TASK PROMPT. From the first record to the last, write out each one exactly.

DATASET ENTRIES.
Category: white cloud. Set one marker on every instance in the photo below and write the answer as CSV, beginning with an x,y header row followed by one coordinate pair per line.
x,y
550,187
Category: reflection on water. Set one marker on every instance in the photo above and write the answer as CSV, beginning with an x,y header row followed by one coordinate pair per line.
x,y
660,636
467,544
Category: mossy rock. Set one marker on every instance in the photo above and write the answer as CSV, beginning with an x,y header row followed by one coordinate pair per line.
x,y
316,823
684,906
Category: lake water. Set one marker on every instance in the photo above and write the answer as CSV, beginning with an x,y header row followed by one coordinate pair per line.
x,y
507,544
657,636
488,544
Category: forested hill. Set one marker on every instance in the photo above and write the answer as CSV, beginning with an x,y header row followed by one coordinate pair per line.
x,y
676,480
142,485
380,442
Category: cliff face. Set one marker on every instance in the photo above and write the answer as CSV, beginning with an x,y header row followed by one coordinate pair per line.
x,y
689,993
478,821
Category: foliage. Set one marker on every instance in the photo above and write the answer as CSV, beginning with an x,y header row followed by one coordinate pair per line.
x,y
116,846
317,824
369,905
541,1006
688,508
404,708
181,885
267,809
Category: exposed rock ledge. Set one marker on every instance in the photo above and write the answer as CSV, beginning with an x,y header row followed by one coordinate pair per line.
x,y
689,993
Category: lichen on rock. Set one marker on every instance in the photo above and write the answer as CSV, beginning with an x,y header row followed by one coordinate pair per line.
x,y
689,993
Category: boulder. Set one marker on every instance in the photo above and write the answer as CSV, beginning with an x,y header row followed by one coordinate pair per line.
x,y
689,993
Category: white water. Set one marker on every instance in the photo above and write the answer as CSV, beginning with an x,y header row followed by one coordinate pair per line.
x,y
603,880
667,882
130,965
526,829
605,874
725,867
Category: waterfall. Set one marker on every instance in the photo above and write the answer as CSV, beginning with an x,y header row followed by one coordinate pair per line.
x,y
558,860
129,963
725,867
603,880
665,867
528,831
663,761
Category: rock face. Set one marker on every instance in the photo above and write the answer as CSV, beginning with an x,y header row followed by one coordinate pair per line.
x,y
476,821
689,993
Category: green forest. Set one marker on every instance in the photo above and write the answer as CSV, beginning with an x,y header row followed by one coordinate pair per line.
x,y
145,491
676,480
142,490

PROBLEM SOLUTION.
Category: white cloud. Set one marker on every instance in the photo below and write the answer as CSV, beginning with an x,y header row followed by one coordinate pair per line.
x,y
550,187
Category: reflection on water. Set one marker on every instance in the photo above and write the answer as CSV, beginning with an x,y header row followed by one coordinate pair per line.
x,y
660,636
467,544
Category: mossy rock. Set one marker on every instance in the photo above and write the answer as CSV, beginning with an x,y header row followed by one coordinate pair per line.
x,y
316,823
684,906
Category: lake water. Set one marker on every instance in the photo above and write the answer as CSV, beginning with an x,y header row followed by one coordinate pair per line.
x,y
507,544
657,636
488,544
Category: forested hill. Set one marker on every instance in the photo above and write the answer as CSV, beginning with an x,y header row followed by one coordinate pair per line.
x,y
676,480
142,485
380,442
Category: cliff face. Set one marker on every instance in the photo above and write the answer as CSV, beginning with an x,y header row followed by one coordinate pair per line.
x,y
689,993
478,821
Category: foliage. Set one marker on every instance in the photo above and write the answer as CSV, beginning with an x,y header row followed by one coordinate pair per line.
x,y
116,846
317,824
369,905
541,1006
688,508
404,708
181,885
267,809
Category: exposed rock ledge. Set one marker on every instance in the photo above and write the answer as CSV, beginning with an x,y header row followed by one coordinate pair per line.
x,y
689,993
Category: lichen on rock. Set one marker on every instance in the photo above and write the answer as CSV, beginning with an x,y header row followed by one coordinate pair per line.
x,y
689,993
Category: boulder. Set one marker on every instance in the photo above and write the answer as CSV, beginning with an x,y header row followed by one coordinate pair per line.
x,y
689,993
Category: white water. Set one marker on every instance in the photo above and write the answer as CSV, beginning with an x,y header row followed by one coordinate pair per line.
x,y
603,880
667,882
130,965
526,829
605,874
725,867
Category: waterfall. Set one marker on every instance in the photo above and write the answer as CSV, beginning with an x,y header row followed by one coordinate pair per line.
x,y
558,860
129,963
725,867
603,880
665,867
528,831
663,761
Category: rock face. Set one marker on every instance in the photo above and write the answer as CSV, beginning with an x,y header row followed by one coordinate pair per line.
x,y
476,821
689,993
Category: green forest. Set one marker on every instance in the photo above and write the answer as CSV, beginning with an x,y header row followed by one coordinate pair per line.
x,y
145,491
676,480
142,490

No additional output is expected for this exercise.